● What you will do: Copy out the records word for word, starting at the line that contains "Annotation task — pin every instance of the shredded" and stopping after the line that contains "Annotation task — pin every instance of the pile". Include both of those lines and nothing else.

--- Start Dataset ---

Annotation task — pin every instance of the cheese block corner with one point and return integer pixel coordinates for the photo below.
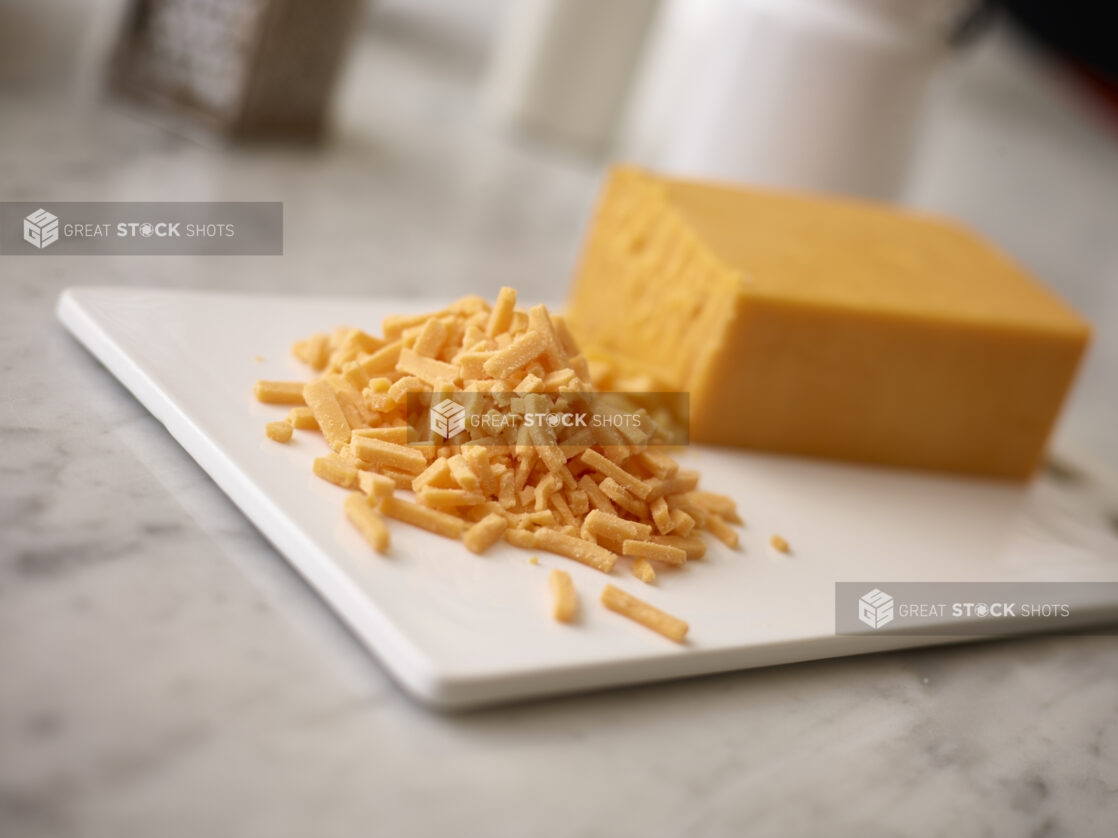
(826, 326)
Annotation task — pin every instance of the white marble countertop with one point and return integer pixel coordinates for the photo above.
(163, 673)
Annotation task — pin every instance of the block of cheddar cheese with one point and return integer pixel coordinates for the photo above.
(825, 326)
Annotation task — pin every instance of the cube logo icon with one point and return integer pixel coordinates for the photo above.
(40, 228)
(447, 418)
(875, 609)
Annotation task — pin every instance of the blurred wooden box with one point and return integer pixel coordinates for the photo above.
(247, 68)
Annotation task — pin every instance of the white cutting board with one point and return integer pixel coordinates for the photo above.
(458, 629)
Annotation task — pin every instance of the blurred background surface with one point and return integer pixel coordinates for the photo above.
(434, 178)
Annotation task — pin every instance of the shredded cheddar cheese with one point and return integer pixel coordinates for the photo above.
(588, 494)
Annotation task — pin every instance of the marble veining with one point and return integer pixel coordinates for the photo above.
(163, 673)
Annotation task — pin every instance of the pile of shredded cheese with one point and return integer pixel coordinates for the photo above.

--- End Dataset ---
--- Start Dataset ---

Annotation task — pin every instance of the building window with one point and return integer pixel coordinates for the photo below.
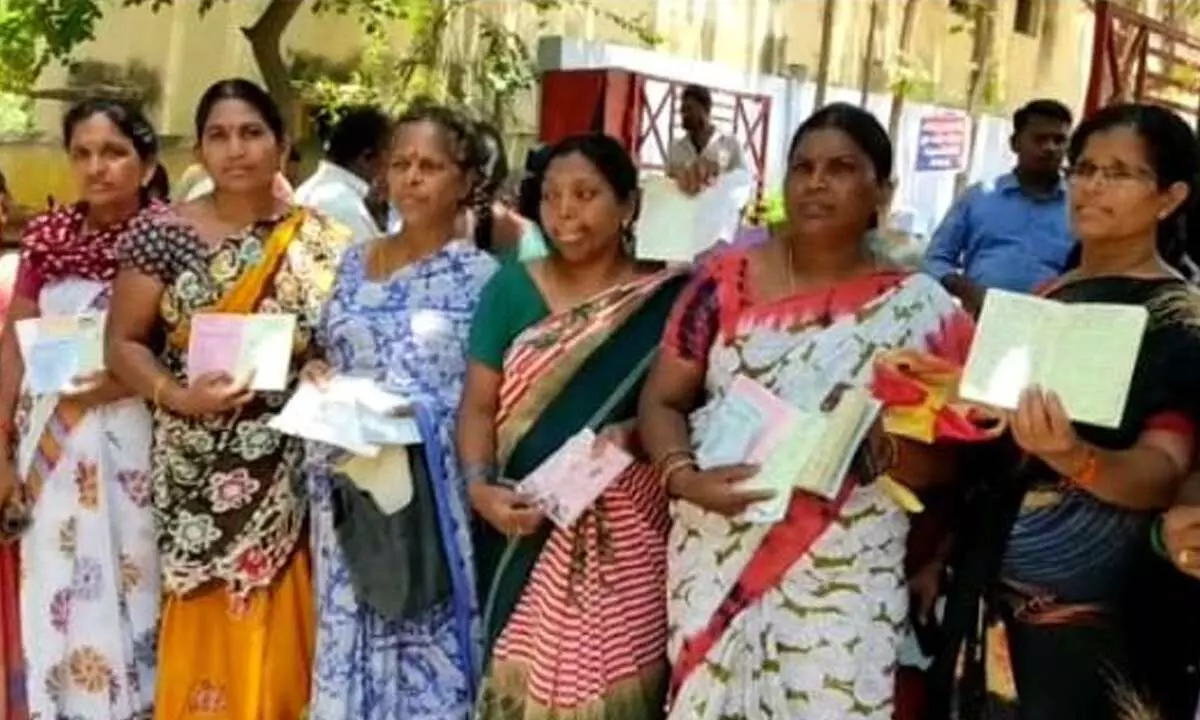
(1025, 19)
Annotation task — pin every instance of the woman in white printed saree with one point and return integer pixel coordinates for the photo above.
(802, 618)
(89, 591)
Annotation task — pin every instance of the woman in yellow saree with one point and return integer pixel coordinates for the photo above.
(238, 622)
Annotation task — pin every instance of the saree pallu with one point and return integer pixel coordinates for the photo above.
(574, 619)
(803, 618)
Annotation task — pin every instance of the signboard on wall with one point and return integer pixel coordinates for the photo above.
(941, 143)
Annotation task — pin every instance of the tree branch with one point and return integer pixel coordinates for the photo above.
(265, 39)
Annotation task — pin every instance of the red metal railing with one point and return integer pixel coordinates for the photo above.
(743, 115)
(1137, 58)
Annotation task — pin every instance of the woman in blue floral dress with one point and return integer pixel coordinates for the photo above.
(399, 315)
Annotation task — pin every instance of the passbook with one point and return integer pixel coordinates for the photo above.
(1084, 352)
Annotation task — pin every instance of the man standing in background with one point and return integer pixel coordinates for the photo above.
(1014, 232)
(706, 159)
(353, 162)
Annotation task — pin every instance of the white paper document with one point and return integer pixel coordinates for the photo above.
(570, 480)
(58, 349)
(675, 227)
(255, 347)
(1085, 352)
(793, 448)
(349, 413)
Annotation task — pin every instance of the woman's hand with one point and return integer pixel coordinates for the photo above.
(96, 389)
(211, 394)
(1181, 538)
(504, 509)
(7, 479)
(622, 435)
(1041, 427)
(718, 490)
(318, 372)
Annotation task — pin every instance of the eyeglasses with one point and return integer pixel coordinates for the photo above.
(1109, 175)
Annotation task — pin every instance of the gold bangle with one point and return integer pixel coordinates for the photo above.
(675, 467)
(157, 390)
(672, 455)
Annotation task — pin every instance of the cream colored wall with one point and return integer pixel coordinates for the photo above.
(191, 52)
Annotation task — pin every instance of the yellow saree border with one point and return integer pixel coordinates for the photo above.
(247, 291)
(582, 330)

--- End Dataset ---
--- Start Dataset ---

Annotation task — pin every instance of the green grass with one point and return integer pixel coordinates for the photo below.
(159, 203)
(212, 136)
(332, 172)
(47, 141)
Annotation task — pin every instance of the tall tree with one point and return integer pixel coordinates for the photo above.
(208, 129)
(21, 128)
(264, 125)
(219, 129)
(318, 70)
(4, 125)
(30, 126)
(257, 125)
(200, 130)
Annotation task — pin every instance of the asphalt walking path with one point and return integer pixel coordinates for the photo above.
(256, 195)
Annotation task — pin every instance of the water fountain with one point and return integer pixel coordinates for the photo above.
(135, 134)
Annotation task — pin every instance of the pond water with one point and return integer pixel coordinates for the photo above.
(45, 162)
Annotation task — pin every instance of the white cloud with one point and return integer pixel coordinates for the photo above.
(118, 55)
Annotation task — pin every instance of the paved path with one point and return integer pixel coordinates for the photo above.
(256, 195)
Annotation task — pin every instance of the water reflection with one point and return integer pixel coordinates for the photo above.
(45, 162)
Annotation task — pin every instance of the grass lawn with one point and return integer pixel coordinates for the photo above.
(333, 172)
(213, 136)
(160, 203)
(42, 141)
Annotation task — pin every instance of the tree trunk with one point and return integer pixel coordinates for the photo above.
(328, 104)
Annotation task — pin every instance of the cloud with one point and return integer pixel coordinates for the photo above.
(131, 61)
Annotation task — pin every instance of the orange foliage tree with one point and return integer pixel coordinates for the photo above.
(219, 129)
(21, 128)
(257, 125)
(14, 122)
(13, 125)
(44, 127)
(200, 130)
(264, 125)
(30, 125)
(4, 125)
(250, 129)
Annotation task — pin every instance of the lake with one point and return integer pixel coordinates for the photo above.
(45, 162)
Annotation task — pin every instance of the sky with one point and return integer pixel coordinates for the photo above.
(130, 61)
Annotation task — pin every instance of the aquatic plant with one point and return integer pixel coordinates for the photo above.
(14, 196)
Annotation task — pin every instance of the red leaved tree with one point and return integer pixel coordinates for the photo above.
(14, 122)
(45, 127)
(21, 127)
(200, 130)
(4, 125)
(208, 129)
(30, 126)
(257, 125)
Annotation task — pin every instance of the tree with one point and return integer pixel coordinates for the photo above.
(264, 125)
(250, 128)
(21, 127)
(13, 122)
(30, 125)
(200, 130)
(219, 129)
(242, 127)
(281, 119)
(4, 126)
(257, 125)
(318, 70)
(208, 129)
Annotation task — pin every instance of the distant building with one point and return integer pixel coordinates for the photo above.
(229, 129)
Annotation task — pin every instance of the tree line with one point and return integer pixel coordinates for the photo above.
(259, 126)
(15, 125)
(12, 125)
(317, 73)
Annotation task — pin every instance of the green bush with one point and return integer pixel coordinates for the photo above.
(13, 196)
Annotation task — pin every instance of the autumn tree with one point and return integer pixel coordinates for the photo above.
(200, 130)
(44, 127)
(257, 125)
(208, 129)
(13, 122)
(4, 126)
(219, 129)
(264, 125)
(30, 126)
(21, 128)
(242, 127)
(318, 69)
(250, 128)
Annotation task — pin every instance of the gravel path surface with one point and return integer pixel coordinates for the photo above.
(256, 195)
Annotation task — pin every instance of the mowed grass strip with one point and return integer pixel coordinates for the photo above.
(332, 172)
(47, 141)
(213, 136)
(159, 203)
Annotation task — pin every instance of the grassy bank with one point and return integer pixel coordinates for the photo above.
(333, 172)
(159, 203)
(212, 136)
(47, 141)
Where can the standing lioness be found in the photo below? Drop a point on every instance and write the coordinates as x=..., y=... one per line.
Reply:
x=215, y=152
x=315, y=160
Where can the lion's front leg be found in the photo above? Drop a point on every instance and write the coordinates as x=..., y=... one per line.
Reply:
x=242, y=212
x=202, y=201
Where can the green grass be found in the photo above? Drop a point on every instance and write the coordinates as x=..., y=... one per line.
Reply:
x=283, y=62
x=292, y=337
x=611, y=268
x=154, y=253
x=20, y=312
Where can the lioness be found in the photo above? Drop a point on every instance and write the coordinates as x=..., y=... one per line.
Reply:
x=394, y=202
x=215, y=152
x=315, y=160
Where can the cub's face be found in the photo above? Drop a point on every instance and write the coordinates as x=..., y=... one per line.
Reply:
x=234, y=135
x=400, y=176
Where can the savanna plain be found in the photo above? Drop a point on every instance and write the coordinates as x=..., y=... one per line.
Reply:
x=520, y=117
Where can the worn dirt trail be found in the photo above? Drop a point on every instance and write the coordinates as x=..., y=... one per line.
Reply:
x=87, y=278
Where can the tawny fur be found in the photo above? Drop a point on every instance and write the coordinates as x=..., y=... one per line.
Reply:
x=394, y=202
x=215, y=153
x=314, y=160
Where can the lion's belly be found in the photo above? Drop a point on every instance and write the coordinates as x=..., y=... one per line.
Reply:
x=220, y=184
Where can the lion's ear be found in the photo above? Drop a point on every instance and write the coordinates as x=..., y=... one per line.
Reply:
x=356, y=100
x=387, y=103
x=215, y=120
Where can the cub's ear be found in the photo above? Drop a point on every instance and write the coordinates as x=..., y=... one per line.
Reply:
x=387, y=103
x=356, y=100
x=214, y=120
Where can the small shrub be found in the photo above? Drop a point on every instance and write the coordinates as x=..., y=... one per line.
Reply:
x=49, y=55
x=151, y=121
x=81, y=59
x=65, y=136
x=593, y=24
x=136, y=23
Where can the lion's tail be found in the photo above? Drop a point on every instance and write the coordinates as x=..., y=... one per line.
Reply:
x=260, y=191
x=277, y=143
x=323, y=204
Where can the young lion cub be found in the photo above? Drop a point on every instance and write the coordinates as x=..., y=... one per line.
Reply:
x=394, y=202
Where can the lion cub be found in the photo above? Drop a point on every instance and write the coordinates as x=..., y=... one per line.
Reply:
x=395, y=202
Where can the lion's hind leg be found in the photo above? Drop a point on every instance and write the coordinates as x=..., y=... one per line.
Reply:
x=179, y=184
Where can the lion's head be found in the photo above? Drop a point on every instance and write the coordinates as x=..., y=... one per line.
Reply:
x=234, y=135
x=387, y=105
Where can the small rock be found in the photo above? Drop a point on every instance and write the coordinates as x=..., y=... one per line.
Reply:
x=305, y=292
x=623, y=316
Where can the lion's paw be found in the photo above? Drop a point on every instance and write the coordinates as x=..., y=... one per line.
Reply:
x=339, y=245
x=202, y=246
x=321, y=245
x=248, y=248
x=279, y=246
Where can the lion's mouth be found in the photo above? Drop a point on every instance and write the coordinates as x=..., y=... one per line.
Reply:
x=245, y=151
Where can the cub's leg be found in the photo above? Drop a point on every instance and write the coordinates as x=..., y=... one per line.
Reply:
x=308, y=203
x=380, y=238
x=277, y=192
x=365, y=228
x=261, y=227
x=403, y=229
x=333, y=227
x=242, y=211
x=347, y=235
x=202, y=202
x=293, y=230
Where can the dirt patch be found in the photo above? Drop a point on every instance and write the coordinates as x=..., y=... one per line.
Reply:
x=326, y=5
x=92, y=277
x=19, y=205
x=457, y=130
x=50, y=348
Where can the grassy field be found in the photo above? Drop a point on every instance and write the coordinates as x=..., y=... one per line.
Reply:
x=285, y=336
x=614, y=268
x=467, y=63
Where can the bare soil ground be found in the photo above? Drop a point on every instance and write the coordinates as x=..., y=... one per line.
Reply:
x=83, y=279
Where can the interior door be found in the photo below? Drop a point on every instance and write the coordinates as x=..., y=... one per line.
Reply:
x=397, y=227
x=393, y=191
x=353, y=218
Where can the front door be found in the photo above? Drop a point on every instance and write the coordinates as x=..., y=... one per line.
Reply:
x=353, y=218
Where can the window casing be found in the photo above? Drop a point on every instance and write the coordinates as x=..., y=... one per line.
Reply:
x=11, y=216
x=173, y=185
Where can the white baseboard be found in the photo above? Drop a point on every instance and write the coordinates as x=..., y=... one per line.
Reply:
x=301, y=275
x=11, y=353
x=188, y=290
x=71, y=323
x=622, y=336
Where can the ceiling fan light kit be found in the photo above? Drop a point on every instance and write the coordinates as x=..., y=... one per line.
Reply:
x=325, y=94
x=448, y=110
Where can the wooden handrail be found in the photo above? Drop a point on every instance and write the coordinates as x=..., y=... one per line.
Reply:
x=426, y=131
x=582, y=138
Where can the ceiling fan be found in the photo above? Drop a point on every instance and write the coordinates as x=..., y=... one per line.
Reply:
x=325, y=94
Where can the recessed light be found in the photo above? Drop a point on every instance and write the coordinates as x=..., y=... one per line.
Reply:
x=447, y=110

--- End Dataset ---

● Task output:
Annotation task — pin every instance of the shredded cheddar cheese with one point and return integer pixel coordinates for the photo above.
(588, 494)
Annotation task — pin every instance of the marble veining with one point and return integer pixel coordinates for the photo above.
(163, 673)
Annotation task — pin every instance of the pile of shredded cheese with one point and return integer pixel coordinates for the photo above.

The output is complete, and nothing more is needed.